# Stored records
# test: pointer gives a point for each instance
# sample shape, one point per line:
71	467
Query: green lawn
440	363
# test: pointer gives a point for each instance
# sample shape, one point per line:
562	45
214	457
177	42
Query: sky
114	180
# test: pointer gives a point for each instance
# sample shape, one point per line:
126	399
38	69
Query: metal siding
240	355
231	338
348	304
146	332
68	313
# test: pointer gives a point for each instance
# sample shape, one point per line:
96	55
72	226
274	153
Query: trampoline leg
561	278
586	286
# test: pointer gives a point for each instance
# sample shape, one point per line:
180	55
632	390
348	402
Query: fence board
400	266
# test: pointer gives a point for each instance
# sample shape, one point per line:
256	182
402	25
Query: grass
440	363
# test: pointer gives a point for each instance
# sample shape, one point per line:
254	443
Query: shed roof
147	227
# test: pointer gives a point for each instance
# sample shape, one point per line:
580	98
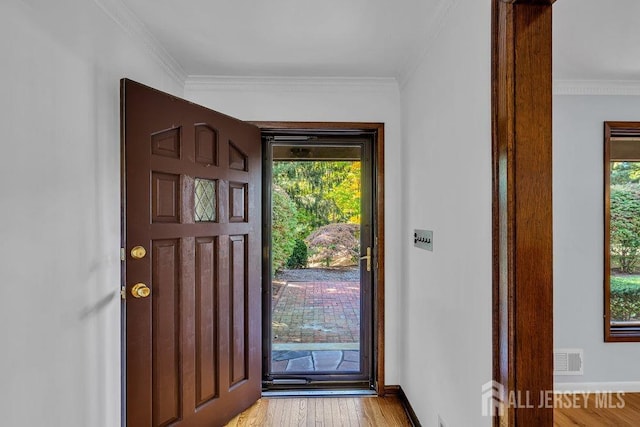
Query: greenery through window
622	231
308	196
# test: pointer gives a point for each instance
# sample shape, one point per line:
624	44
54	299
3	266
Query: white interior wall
578	241
446	302
331	100
60	216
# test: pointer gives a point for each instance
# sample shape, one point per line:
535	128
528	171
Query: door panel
192	200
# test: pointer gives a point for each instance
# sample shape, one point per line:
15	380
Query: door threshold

# Short exercise
From the records given above, reproduce all text exactly and exclude each picture.

# In response
# test: pointer gives a point for each instance
# sample shape, one point per line:
71	467
Query: green lawn
440	363
# test: pointer gives a point for each instance
# sample shape, one point per line:
562	45
214	457
177	42
Query: sky
114	180
# test: pointer gives a point for each instance
# sample shape, one point per line:
126	399
38	69
Query: metal siding
240	355
231	338
348	304
146	332
68	313
# test: pointer gives a point for each instance
# sample shape, one point per line:
96	55
72	226
274	153
Query: trampoline leg
561	278
586	286
# test: pointer gives a point for each instance
# sample shape, one point per line:
180	55
632	390
348	402
Query: fence board
400	266
# test: pointer gives a point for each instance
# sample shape, one point per line:
256	182
402	25
Query: grass
440	363
# test: pointer gives a point for each instance
# sample shape, one point per line:
254	443
Query: shed roof
147	227
# test: pointer gives a point for each instance
# sample shape, one point per line:
580	98
Query: greenery through window
622	231
308	196
# test: pointer gives a point for each instance
# sample shape, one point per line:
624	44
54	299
3	266
Query: white interior wall
578	241
446	302
331	100
60	216
# test: pointer gives a point for each instance
# sample shape, one point per line:
535	128
528	171
Query: door panel
192	200
# test: pointer gives a point for each instance
# sample shape, one point per line:
15	380
Query: door threshold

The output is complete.